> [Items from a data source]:
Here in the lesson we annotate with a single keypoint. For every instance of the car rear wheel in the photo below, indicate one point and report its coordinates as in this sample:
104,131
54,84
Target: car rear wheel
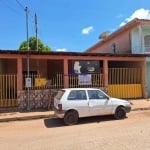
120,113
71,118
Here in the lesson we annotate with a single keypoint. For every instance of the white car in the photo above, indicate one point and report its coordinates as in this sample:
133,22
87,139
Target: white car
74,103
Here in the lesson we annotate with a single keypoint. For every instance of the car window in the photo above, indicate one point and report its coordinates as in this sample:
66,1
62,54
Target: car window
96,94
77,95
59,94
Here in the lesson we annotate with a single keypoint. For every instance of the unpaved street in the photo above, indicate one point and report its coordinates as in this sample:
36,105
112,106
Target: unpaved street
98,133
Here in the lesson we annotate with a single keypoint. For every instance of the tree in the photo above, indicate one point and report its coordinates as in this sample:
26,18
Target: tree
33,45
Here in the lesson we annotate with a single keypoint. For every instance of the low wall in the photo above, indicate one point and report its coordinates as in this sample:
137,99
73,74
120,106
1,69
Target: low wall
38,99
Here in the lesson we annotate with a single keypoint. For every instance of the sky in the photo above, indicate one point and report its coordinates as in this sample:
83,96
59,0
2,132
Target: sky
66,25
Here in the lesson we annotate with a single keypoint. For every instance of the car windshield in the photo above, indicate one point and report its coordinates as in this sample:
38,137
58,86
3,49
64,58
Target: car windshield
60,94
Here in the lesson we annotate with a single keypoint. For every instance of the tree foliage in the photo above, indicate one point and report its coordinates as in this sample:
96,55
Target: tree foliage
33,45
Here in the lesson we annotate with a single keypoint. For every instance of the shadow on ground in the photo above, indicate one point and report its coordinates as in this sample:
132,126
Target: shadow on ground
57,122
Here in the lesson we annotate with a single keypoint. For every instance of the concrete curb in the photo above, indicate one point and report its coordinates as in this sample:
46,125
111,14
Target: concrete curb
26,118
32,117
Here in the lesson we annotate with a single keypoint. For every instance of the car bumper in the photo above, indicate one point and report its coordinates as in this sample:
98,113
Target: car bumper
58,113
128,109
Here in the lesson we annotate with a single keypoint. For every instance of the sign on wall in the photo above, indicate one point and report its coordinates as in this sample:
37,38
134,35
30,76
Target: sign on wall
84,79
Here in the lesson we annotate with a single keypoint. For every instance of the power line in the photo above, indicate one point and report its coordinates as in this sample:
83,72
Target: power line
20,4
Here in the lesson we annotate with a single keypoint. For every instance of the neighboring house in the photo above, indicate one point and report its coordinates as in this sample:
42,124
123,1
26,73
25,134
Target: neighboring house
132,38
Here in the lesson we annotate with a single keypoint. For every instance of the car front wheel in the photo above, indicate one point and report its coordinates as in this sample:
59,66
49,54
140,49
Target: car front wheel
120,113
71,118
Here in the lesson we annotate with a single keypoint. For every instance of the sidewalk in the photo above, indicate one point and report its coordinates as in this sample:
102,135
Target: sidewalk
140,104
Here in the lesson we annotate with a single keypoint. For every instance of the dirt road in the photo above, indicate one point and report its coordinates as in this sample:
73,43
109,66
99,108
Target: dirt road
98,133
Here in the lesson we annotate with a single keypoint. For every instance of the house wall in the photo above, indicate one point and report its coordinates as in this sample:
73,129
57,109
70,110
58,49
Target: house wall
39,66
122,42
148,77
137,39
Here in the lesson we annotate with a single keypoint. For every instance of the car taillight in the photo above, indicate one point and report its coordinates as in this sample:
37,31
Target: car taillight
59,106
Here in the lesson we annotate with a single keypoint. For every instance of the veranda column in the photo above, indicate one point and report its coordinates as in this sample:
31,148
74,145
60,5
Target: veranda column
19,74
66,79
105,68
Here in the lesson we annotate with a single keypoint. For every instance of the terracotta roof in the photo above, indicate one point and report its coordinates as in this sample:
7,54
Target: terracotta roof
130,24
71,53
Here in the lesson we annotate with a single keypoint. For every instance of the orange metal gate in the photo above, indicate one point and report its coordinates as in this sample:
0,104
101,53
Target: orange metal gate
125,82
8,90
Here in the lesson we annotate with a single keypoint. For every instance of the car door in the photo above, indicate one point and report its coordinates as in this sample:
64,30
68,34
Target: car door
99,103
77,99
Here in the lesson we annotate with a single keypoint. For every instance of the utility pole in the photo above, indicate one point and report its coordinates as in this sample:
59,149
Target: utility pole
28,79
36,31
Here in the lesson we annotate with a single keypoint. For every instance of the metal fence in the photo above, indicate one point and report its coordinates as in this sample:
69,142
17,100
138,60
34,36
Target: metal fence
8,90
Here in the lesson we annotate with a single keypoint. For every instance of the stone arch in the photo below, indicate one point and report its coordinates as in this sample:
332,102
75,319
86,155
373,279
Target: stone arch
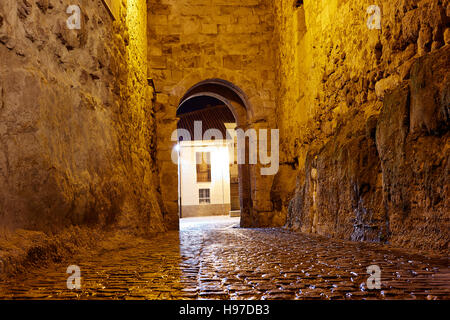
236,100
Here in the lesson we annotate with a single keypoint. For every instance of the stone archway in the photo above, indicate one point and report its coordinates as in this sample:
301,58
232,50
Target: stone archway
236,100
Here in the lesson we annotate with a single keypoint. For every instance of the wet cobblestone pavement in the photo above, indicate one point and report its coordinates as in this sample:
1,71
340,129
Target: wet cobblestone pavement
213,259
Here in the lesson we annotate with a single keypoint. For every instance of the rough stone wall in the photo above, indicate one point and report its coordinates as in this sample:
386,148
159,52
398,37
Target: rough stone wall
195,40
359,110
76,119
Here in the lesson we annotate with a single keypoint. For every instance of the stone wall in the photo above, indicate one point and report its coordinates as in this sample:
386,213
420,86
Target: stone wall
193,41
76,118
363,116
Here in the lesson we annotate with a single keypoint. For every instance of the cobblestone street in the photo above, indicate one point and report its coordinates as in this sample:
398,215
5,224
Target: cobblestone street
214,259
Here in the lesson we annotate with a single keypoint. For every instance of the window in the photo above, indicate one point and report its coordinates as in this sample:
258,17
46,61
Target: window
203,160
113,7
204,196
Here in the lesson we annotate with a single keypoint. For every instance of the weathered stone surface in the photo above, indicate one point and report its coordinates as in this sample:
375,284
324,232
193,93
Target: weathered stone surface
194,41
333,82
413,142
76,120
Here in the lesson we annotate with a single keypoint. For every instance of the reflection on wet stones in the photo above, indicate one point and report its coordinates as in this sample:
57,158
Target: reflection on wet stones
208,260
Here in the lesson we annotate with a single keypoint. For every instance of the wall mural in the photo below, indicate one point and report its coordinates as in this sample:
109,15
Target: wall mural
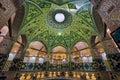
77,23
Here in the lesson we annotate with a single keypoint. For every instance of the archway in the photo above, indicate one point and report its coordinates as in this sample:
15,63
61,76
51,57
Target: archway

> [TASK TO CARRY OUT]: Repeat the records in full, precisely, and keep the pictures out.

> [YOUR RESPONSE]:
Here in the lesson we annotate with a single keypoint. For every instance of the car rear wheel in the photo below, indicate one point and report its coordinates as in this sample:
104,131
54,84
Target: car rear wheel
120,113
71,118
Here in the lesson we annotate with a single keypoint. For every instance of the white car in the photo above, indicate one point and report its coordinates as in this sample:
133,22
87,139
Target: white car
74,103
Here in the lesson we annotate with a single keypoint. For every instance of the car window in the photo above, indicate one point and report its coordinates as in this sample:
66,1
62,54
Target: car window
96,94
77,95
59,94
Here in the lesson we annotate with a single keypoint. For every instance of the unpaved street in the photo above, indicate one point and report its coordinates as in this sample:
36,105
112,106
Target: unpaved street
98,133
Here in the lesson we annotate with a single keypoint. For every instance of the tree in the photo above, indicate one point and report its coordinates as in this sample:
26,18
Target: tree
33,45
Here in the lesson we annotate with a single keypoint. For every instance of the low wall in the photo above, indicate one point and report its coordinates as in this sample:
137,99
73,74
120,106
1,69
Target: low wall
38,99
Here in the lesson we annotate with a single keypoint. For every instance of the sky in the photo above, indicate one point and report its coordinates as in this sample:
83,96
59,0
2,132
Target: sky
66,25
Here in the lesson we annotate with a single keypoint. For every instance of the car windshield in the photo above, indicate one point and report its coordinates as in this sample:
38,137
58,86
3,49
64,58
Target: car windshield
60,94
Here in the lesson we annotate with a single keypoint. For every instance of the tree foliage in the photo above, indicate one point and report its coordinates as in this sample:
96,55
Target: tree foliage
33,45
Here in the lesson we annotate with a single keypoint. For every instance of the shadow on ground in the photo above, indicate one point and report its coordinates as in this sample:
132,126
Target: shadow on ground
57,122
Here in the lesson we annotate with a single keypoint. For every instance of the concrete curb in the photo above, indicate one point and report its coordinates as in this sample:
46,125
111,14
Target: concrete curb
26,118
32,117
Here in the lesson we annotate with a single keypoint. For every instance of the car bumper in the photo above, indicate one point and report its coordinates as in this sample:
98,113
Target: car bumper
58,113
128,109
Here in the lesson we annotate with a single keypoint. For every instance of the sign on wall in the photo above, indicate one point and report its coordinates as in this sample:
37,38
134,35
30,76
Target: sign on wall
84,79
Here in the lesson we annotate with a single keypoint. For every instance of the power line in the photo above, indicate one point and report its coordinates as in this sample:
83,72
Target: power line
20,4
Here in the lesson we annotate with a single keypoint. For every instance of the neighboring house in the photo above, indicate one point and report its coordinates as in this sample:
42,124
123,1
26,73
25,134
Target: neighboring house
132,38
Here in the lesson we annotate with a single keypoint. For every instance of the car front wheel in the photo above, indicate one point and report its coordinates as in this sample:
59,66
49,54
140,49
Target: car front wheel
120,113
71,118
Here in the lesson we annotate with a single keypoint. For every instance of the sidewalk in the photo above, indicate one point and report its coordinates as in this sample:
102,135
Target: sidewalk
140,104
Here in the lesson we annotate with a single keypoint. For every instance of the dirt road in the photo above, indicate one point and report its coordinates as in this sample:
73,43
109,66
99,108
Target: dirt road
98,133
Here in the lesson we annotate with a single keypoint. For every instance of the house wall in the photo above, indicate one point and report its coordinates as in this sample:
73,129
57,109
70,110
58,49
Target: house wall
39,66
122,42
148,77
137,39
Here in the lesson we annotate with a single keypoint. For every instance of the car taillight in the photo above, indicate one point and report its coordinates as in this sample:
37,31
Target: car taillight
59,106
Here in the lesson we annotate with a single keypoint. For every instance of the veranda column in the photo above, indicate one point and report its coordinates as in this sample:
31,148
74,145
60,5
Target: veranda column
19,74
66,79
105,68
Here in the lesson we annotate with a single keypoint. For every instance of the terracotta roof in the photo above, indicate one point and report its coordinates as in this sample:
7,54
Target: terracotta roof
130,24
71,53
Here in the lesson we annotate with a single keypoint. For every instance of the orange metal gate in the photo above, indicate one point and report its coordinates as in this sample:
0,104
101,53
Target: orange metal gate
125,82
8,90
Here in the lesson we annotate with a single keypoint. For every instance of the car door in the photo above, indicate one point and report its coordinates as in this sample:
64,30
68,34
Target: car door
99,103
77,99
Here in the lesson we annotate with a single keypoint. For every instance of the utility pole in the photo above, indicate one point and report its coordinates as in this sample:
59,149
Target: utility pole
28,79
36,31
Here in the lesson we annotate with a single keypoint. For every instance of the metal fence in the photo above, indicate one point and report its coordinates as in this sample:
69,142
17,100
138,60
34,36
Target: metal fence
8,90
Here in the lesson we annotate with a single keypoint. For every instance of the stone arch in the photo below, indicate one point and report its coordinates as in this sample:
332,102
75,319
86,155
373,279
Target: stone arch
236,100
Here in the lesson we annotate with a single keypoint. For every instance of the stone archway in the photo above, indicate one point and report its coordinates as in this sample:
301,58
232,50
Target: stone archway
236,100
Here in the lesson we annotate with a single keypoint. For every instance of the wet cobblestone pavement in the photo above, indicate one point and report its coordinates as in this sample:
1,71
340,129
Target: wet cobblestone pavement
213,259
Here in the lesson we annotate with a single keypoint. For every instance of the rough stone wall in the photo above, indicate one point and report its coordinates as in this sample:
386,148
159,52
398,37
Target: rough stone wall
195,40
359,110
76,119
Here in the lesson we annotate with a single keypoint. For every instance of the stone wall in the photo above, indicate one point and report its coordinates as in this sample:
386,213
420,86
Target: stone wall
193,41
76,118
363,116
Here in the lesson we annotate with a single keypoint. For every instance of the cobblestone street in the photo above, indicate one point and report its coordinates as in this sample:
398,215
5,224
Target: cobblestone street
214,259
Here in the lesson we annotate with a single keypoint. For every instance of the window in the photo above, indicate one point and report its coordinates as in this sample:
258,17
46,61
Target: window
203,160
113,7
204,196
Here in the lesson we annotate with a single keypoint. For every instance of the weathered stone surface in the photo above, indicate one point and report its coordinates as in this sample:
375,284
324,232
193,93
Target: weathered stone surface
194,41
333,82
413,142
76,120
Here in the lesson we annotate with a single keypoint. For every instance of the reflection on wet stones in the photo above, indicate one point and report its coordinates as in this sample:
57,158
Target: reflection on wet stones
208,260
Here in the lesson we annotate with a single keypoint. For every instance of the wall mural in the photo below, indicate one point and report its coordinates as in this sample:
109,15
Target: wall mural
77,23
Here in the lesson we annotate with a single keypoint. For every instance of the archway in the photo above, indicate one point and report its coordinates as in this sample:
15,63
61,76
51,57
Target: archway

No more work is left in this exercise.